#### [DOCUMENT SEGMENT]
● ● ●
My father, Dr. David John Seel, is known as a medical missionary and cancer surgeon. But his legacy is perhaps most easily remembered by the musical soundtrack of his life. He was raised in a strict Germanic Presbyterian family. However, this was tempered by his Latin American upbring in Chile and Columbia. He studied violin in Bogata from the first chair in the Bogata Symphony Orchestra throughout his high school years. His music was thus infused by a heavily Romantic bent. He was a scientist and surgeon but framed through an artist's sensibility. Many of the great scientist and doctors were also musicians. One thinks of Albert Einstein (violin) and Albert Schweitzer (organ). My father was an artist doctor, not a doctor artist. Surgery was for him an artist's pallet.


It was a routine in our family growing up in Korea for one of the children to choose a classical record to play during dinner. Most of the records were of famous violinist. A special favorite composer of my parents was Jean Sibelius. My mother was a timpanist and Sibelius brought both the violin and kettledrum together.


Scandinavian romantic music played a central role in their musical preferences. Either during their courtship or honeymoon they attended a performance of the operetta Song of Norway, which is adapted from the music of Edvard Grieg. Many years later, it was a bucket list priority to visit his home, Troldhaugen, in Bergen, Norway. I remember the red composer's hut where Grieg composed his music overlooking the lake.
● ● ●
#### [INPUT DATA]
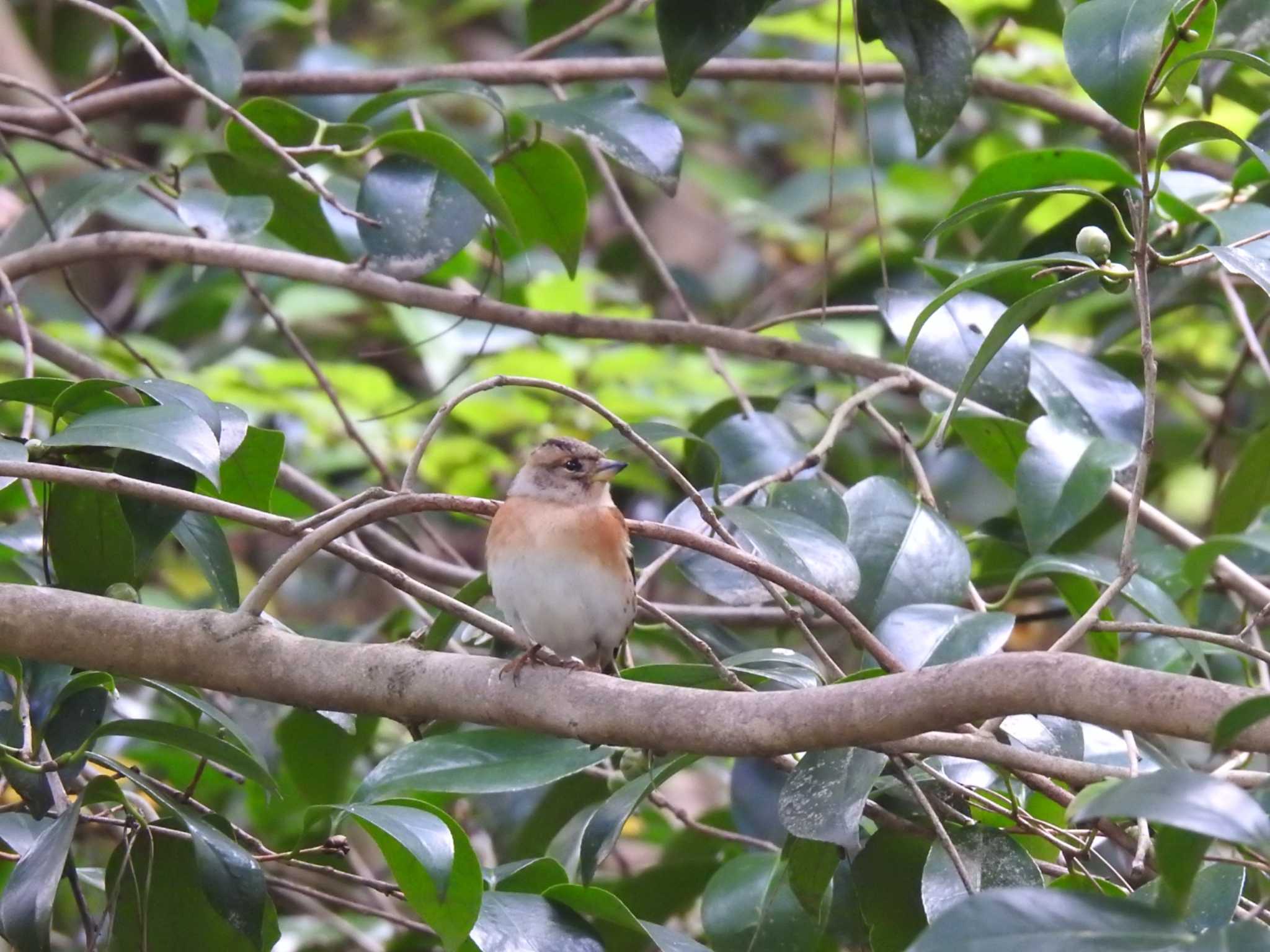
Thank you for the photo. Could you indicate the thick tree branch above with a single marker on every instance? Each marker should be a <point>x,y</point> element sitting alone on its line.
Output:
<point>254,659</point>
<point>573,70</point>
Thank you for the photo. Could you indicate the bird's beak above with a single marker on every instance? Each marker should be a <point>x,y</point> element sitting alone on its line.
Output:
<point>609,469</point>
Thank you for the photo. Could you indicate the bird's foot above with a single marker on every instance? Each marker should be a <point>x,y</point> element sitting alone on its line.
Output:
<point>534,656</point>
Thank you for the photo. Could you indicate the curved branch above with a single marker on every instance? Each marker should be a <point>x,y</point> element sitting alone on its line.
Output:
<point>574,70</point>
<point>254,659</point>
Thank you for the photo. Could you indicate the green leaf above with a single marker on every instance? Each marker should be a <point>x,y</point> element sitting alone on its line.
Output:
<point>1248,488</point>
<point>620,126</point>
<point>1237,719</point>
<point>748,906</point>
<point>992,860</point>
<point>445,625</point>
<point>1140,591</point>
<point>1085,395</point>
<point>888,878</point>
<point>998,443</point>
<point>374,106</point>
<point>453,159</point>
<point>483,760</point>
<point>169,432</point>
<point>215,61</point>
<point>172,18</point>
<point>12,452</point>
<point>290,127</point>
<point>426,216</point>
<point>923,637</point>
<point>201,536</point>
<point>298,216</point>
<point>1180,68</point>
<point>27,903</point>
<point>68,205</point>
<point>175,910</point>
<point>192,742</point>
<point>224,218</point>
<point>1050,920</point>
<point>89,542</point>
<point>799,546</point>
<point>1183,799</point>
<point>1064,478</point>
<point>605,907</point>
<point>1036,169</point>
<point>693,32</point>
<point>825,798</point>
<point>907,552</point>
<point>531,924</point>
<point>984,273</point>
<point>935,51</point>
<point>546,195</point>
<point>249,474</point>
<point>1188,134</point>
<point>432,862</point>
<point>228,875</point>
<point>1113,47</point>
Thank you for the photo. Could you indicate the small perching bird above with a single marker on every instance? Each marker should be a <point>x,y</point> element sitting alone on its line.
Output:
<point>559,557</point>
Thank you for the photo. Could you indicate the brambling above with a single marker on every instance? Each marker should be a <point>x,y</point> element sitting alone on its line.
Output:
<point>559,558</point>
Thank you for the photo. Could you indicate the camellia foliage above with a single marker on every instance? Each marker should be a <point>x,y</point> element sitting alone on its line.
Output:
<point>934,330</point>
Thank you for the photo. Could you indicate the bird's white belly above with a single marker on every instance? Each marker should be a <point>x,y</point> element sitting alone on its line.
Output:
<point>563,601</point>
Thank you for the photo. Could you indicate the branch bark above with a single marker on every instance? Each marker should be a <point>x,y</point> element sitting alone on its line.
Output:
<point>587,69</point>
<point>252,658</point>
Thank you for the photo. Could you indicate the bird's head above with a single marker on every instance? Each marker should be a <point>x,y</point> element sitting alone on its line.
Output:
<point>563,470</point>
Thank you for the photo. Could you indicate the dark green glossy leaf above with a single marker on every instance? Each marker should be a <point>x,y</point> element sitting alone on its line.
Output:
<point>546,195</point>
<point>750,906</point>
<point>215,61</point>
<point>1085,395</point>
<point>907,553</point>
<point>956,346</point>
<point>888,876</point>
<point>620,126</point>
<point>1113,47</point>
<point>168,432</point>
<point>445,625</point>
<point>450,157</point>
<point>515,922</point>
<point>694,31</point>
<point>483,760</point>
<point>992,860</point>
<point>249,474</point>
<point>935,51</point>
<point>201,536</point>
<point>27,903</point>
<point>997,443</point>
<point>298,216</point>
<point>1049,920</point>
<point>825,798</point>
<point>68,205</point>
<point>426,216</point>
<point>799,546</point>
<point>174,912</point>
<point>1064,478</point>
<point>1237,719</point>
<point>192,742</point>
<point>1183,799</point>
<point>432,862</point>
<point>225,218</point>
<point>89,542</point>
<point>984,273</point>
<point>386,100</point>
<point>928,635</point>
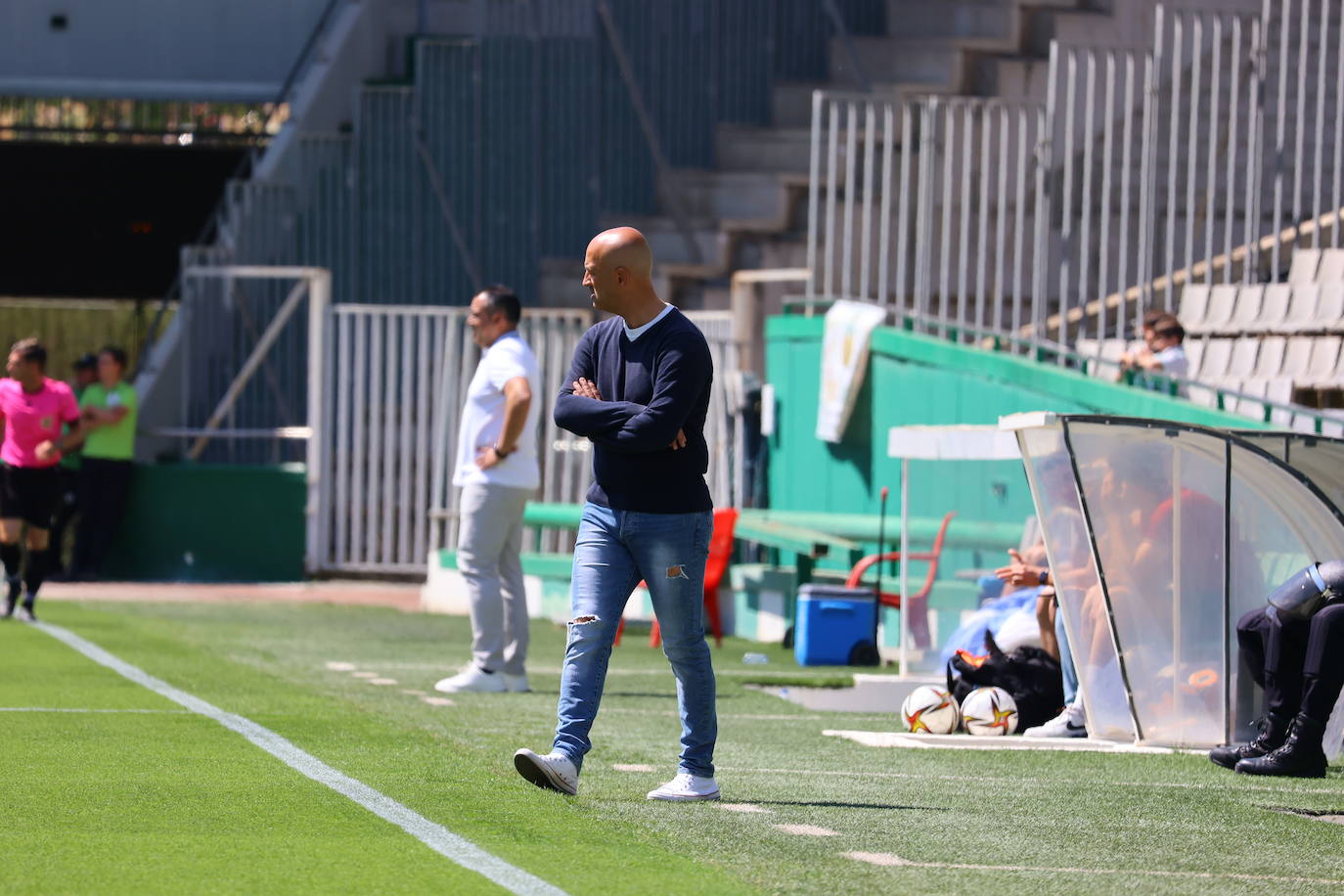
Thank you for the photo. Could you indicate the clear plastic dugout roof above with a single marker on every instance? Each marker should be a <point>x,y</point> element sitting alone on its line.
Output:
<point>1160,536</point>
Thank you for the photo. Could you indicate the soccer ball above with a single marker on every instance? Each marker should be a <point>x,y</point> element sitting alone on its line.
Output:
<point>930,711</point>
<point>989,712</point>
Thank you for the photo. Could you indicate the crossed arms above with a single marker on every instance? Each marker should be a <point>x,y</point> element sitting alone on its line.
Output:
<point>625,426</point>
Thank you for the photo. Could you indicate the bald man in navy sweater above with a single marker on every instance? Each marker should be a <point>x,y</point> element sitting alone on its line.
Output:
<point>639,388</point>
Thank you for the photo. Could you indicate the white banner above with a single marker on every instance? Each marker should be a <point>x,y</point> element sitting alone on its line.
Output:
<point>844,359</point>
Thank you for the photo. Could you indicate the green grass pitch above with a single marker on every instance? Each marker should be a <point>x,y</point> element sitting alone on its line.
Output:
<point>151,798</point>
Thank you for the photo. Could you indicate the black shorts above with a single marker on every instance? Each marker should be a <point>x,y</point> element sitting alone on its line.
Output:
<point>29,493</point>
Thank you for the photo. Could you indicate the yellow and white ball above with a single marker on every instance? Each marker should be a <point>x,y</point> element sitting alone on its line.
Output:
<point>930,711</point>
<point>989,712</point>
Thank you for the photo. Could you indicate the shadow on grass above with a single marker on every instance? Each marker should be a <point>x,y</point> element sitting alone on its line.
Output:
<point>829,803</point>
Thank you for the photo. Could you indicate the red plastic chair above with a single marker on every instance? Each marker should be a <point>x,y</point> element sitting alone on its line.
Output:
<point>919,600</point>
<point>721,551</point>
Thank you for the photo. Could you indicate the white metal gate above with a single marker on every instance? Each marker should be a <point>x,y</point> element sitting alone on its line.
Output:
<point>399,377</point>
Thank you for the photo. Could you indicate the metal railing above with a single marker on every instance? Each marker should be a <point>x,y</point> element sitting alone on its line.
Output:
<point>1195,158</point>
<point>276,115</point>
<point>140,121</point>
<point>1043,351</point>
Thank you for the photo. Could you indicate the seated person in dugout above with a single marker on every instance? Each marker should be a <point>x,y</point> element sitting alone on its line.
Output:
<point>1292,649</point>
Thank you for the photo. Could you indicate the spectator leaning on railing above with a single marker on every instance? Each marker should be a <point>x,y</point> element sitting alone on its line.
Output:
<point>1164,351</point>
<point>108,410</point>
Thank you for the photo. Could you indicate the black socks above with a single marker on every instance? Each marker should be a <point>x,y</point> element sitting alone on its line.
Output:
<point>34,575</point>
<point>13,558</point>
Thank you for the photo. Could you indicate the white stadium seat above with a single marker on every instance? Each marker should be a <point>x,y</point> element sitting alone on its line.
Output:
<point>1275,306</point>
<point>1297,357</point>
<point>1305,261</point>
<point>1332,266</point>
<point>1218,316</point>
<point>1195,352</point>
<point>1246,310</point>
<point>1242,363</point>
<point>1193,306</point>
<point>1218,353</point>
<point>1324,362</point>
<point>1271,360</point>
<point>1329,308</point>
<point>1301,309</point>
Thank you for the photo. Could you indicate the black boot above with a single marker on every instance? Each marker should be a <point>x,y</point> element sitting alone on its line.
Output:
<point>1272,737</point>
<point>1300,756</point>
<point>11,597</point>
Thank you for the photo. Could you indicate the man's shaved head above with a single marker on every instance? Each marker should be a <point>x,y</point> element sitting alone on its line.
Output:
<point>618,270</point>
<point>622,247</point>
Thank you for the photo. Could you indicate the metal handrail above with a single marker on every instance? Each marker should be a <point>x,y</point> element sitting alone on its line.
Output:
<point>847,39</point>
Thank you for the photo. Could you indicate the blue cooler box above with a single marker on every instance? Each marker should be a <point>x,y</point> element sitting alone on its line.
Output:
<point>830,621</point>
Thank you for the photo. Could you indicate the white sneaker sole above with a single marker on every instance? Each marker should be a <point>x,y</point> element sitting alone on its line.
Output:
<point>1070,733</point>
<point>536,771</point>
<point>680,798</point>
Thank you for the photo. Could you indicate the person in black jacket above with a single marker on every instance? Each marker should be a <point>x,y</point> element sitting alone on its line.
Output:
<point>1293,649</point>
<point>639,388</point>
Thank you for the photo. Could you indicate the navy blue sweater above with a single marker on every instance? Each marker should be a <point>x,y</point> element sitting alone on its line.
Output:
<point>650,388</point>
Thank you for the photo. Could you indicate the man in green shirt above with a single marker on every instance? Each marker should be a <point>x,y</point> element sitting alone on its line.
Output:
<point>108,414</point>
<point>86,374</point>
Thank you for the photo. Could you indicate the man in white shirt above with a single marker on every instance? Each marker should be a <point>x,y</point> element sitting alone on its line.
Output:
<point>498,473</point>
<point>1164,352</point>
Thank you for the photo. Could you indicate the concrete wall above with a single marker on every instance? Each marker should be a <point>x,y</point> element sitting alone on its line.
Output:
<point>152,49</point>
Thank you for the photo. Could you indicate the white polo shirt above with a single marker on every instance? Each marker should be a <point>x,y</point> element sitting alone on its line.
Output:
<point>482,417</point>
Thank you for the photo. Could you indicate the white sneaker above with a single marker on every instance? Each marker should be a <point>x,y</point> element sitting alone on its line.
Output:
<point>1070,723</point>
<point>686,787</point>
<point>553,771</point>
<point>473,679</point>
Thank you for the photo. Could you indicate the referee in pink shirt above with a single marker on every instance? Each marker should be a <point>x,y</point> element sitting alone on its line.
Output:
<point>35,411</point>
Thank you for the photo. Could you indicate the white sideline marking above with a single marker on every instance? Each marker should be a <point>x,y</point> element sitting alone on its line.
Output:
<point>167,712</point>
<point>967,741</point>
<point>433,834</point>
<point>891,860</point>
<point>807,830</point>
<point>1037,782</point>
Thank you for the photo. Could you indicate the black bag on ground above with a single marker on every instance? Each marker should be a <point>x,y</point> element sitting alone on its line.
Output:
<point>1030,675</point>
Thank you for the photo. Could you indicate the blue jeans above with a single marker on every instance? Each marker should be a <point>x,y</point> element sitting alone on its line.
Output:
<point>1066,658</point>
<point>613,551</point>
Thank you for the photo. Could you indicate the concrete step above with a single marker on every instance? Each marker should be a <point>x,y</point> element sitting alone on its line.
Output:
<point>764,150</point>
<point>791,103</point>
<point>893,61</point>
<point>757,199</point>
<point>672,255</point>
<point>991,22</point>
<point>560,284</point>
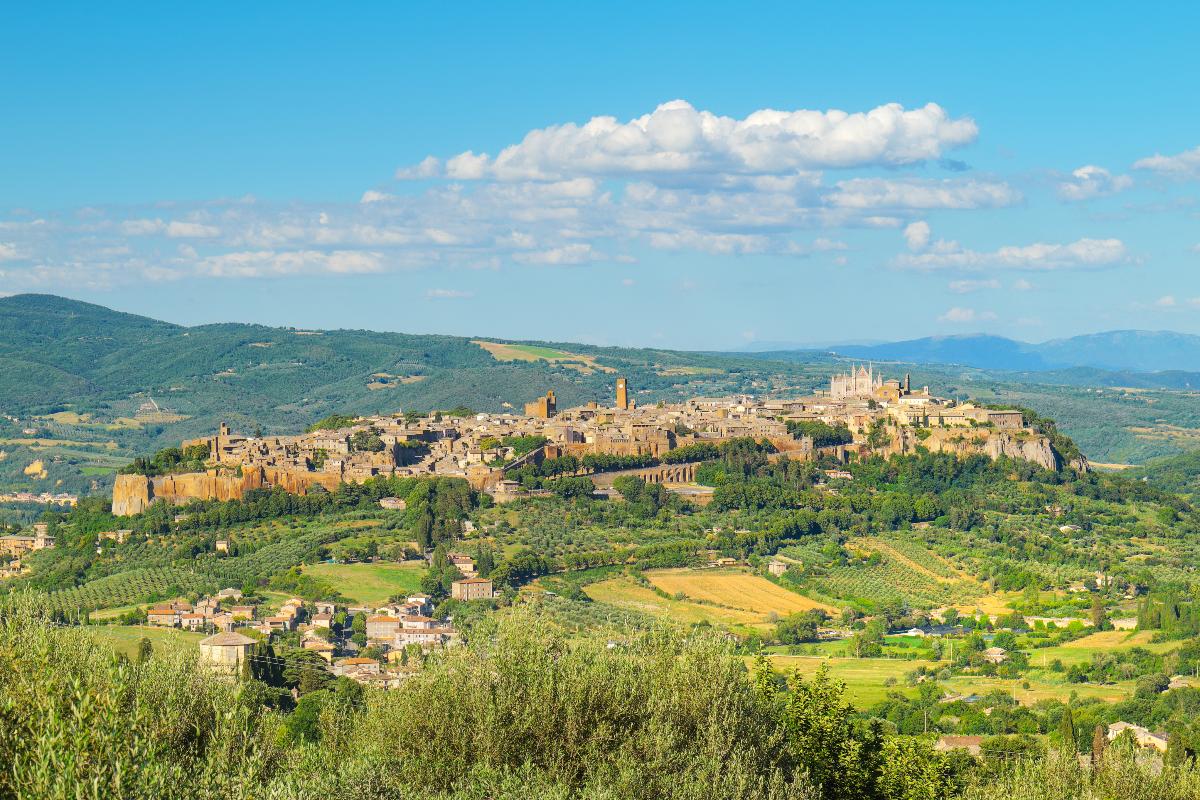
● ● ●
#### [WHAT THE TASK REQUIRES]
Continue the reminiscence about Dr. David John Seel and the music of his life, starting after its final sentence. The records play no part in this work.

#### [REPLY]
It is not surprising that late in my father's life, he would be attracted to a violin piece by Norwegian composer and violinist Christian Sinding (1856-1941). Sinding is often compared to Edvard Grieg and is regarded as his successor. Sinding's best known for his piano music. But my father found a piece on back side of a Jascha Heifetz record that captured my father's melancholy romantic sensibility,

. Sinding was a violinist and biographers have noted how violinists are often attracted to his work as he is able to bring out the full richness of the instrument. Late in my father's life, this piece was his standard favorite, which he would play for his children and grandchildren as they sprawled across the living room floor. Like my father, Sinding suffered from dementia at the end of his life. This is the score of my father's later years—soaring, melancholy, and romantic. This is music that points to the infinite world of love, beauty, meaning, and spirit.